- **TEXTE FOURNI**:
□ □ □ □ □ □ □

Bandeau :Photo : Édith Cloutier – © Paul Brindamour

Sa fougue pour la justice sociale lui a fait mériter un doctorat honoris causa de l’Institut national de la recherche scientifique (INRS), l’Ordre national du Québec et l’Ordre du Canada. Depuis 33 ans, Édith Cloutier dirige le Centre d’amitié autochtone de Val-d’Or. Son parcours, grandement inspiré de femmes, l’a amenée à changer la donne dans la lutte contre le racisme envers les Autochtones partout au pays.

Le Centre d’amitié autochtone de Val-d’Or est la deuxième maison d’Édith Cloutier. En fait, peut-être même sa première! « J’ai commencé en 1989 comme directrice. C’est plus de la moitié de ma vie et plus de la moitié de celle du Centre. Et mon histoire avec le Centre d’amitié n’est pas une histoire d’emploi, c’est une histoire de communauté, c’est un cheminement de vie », commence-t-elle.

Édith Cloutier est née au Témiscamingue en 1966. Alors qu’elle était encore une fillette, au milieu des années 1970, sa famille élargie vient s’installer à Val-d’Or. Le « clan » faisait partie des premières familles autochtones à s’établir dans le secteur de cette minière. « On a tous déménagé dans la même rue, dans trois immeubles d’habitation voisins », se souvient-elle.

□ □ □ □ □ □ □

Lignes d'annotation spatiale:
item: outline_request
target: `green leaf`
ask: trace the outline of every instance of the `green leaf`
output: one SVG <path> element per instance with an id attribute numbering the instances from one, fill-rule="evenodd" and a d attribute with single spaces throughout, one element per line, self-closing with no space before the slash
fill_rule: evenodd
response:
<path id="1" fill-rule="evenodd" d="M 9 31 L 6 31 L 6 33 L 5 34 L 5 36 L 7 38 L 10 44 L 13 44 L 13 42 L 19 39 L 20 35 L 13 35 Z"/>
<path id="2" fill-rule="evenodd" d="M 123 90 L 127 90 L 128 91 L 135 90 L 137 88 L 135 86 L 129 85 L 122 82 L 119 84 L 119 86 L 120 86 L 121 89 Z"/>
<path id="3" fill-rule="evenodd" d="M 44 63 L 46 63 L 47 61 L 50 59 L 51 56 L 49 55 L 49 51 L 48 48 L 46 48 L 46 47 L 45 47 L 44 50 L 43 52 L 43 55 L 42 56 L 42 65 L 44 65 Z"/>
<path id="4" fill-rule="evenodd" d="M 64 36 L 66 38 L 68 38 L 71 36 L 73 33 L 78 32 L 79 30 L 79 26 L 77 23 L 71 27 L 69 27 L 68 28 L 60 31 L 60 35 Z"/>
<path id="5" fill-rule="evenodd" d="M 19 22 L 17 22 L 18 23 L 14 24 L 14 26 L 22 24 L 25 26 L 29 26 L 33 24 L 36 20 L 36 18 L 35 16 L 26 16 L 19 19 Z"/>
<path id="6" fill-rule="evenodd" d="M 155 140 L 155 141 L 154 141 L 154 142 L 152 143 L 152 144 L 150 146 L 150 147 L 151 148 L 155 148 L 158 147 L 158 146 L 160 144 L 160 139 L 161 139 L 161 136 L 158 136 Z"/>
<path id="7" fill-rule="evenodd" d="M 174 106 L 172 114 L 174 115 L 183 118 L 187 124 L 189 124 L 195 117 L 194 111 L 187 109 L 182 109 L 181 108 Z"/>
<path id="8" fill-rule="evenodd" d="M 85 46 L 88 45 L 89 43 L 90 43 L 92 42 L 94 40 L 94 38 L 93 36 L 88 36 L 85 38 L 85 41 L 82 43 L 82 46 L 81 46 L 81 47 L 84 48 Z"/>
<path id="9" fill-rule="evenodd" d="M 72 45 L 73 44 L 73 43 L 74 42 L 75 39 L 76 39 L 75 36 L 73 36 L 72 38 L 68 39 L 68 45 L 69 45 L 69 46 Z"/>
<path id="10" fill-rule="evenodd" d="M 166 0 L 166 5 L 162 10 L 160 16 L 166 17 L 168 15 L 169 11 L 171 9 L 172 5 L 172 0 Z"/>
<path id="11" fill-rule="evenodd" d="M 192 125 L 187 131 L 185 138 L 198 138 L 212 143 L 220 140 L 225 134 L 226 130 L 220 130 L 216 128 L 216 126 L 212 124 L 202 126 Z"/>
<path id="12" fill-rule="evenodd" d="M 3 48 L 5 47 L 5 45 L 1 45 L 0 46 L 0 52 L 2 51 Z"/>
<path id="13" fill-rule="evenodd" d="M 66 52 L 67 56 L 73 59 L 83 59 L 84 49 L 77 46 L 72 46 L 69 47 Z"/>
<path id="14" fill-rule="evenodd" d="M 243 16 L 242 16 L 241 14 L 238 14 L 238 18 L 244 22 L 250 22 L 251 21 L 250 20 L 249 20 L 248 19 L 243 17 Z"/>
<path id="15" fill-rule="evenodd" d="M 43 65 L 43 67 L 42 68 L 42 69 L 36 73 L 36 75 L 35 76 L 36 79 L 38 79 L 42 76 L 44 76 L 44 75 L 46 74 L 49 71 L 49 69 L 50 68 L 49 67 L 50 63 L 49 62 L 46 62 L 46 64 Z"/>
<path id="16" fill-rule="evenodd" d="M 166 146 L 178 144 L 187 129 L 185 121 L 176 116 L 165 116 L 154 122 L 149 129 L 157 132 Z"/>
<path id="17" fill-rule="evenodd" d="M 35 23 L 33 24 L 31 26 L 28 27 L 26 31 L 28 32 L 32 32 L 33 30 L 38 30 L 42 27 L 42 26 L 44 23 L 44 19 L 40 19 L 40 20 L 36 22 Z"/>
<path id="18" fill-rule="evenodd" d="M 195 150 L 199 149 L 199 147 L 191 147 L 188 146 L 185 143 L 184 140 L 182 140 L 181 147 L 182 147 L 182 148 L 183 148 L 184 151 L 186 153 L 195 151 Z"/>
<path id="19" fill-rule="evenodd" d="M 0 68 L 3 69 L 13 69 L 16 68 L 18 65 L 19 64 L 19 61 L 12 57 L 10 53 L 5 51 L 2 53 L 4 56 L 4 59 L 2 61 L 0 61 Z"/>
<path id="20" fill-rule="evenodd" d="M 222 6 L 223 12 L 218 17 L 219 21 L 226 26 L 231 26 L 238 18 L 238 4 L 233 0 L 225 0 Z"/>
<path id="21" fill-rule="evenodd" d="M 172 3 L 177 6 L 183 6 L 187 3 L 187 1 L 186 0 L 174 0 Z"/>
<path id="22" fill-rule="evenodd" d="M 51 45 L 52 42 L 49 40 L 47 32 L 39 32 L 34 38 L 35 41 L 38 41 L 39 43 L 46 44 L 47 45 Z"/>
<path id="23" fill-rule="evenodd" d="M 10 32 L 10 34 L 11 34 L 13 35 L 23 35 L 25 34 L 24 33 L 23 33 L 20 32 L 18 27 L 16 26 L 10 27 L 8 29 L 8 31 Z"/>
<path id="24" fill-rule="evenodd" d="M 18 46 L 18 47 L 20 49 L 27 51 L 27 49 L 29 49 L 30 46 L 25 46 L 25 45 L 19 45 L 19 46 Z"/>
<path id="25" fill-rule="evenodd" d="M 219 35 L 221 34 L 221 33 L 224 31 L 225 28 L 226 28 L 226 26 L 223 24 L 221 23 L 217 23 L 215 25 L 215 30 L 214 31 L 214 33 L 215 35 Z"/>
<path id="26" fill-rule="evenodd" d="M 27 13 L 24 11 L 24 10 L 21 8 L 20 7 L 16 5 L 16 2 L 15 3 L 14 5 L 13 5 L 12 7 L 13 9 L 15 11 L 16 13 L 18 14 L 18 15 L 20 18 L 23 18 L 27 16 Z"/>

□ □ □ □ □ □ □

- **VOTRE OBJECTIF**: Poursuivez le texte sur Édith Cloutier en reprenant juste après sa dernière phrase. Les lignes ci-dessus constituent un matériau indépendant du texte sur Édith Cloutier.

- **RÉPONSE ATTENDUE**:
En 1974, le Centre d’amitié autochtone de Val-d’Or venait d’être créé. Inévitablement, Édith Cloutier et sa famille fréquentent régulièrement le lieu, qui a été situé dans deux autres bâtiments du centre-ville avant son emplacement actuel. Son grand-père a entre autres siégé au conseil d’administration du Centre. « On allait là. C’était un lieu communautaire, une place de rencontre et d’échanges. Il y avait des activités pour les jeunes, comme les camps de jour d’été. C’est devenu le lieu de mon premier emploi d’été. J’ai travaillé pendant trois étés dans la cuisine, et après, comme animatrice des camps de jour pour les enfants. »

Une leader est née

Les premiers signes qui allaient faire d’Édith Cloutier une leader apparaissent alors qu’elle participe aux premiers rassemblements organisés pour les jeunes autochtones. Elle a entre autres fait partie de la première cohorte qui a fondé le Conseil des jeunes autochtones de l’Association nationale des centres d’amitié. « À l’époque, on ne disait pas “on va impliquer les jeunes”. C’étaient les jeunes qui étaient au cœur de l’action politique autochtone », dit la militante.

« J’ai le sentiment que ce que je fais à l’échelle communautaire et locale a une portée plus large.  »

– Édith Cloutier

À 23 ans, à la fin des années 1980, Édith Cloutier est l’une des rares jeunes autochtones à être diplômée universitaire. La suite logique de ces grandes premières – et la fin de ses études en sciences comptables – l’amène à la direction du Centre d’amitié autochtone de Val-d’Or. « Ma cousine était comptable et mon oncle était cuisinier. J’étais bien entourée et appuyée. »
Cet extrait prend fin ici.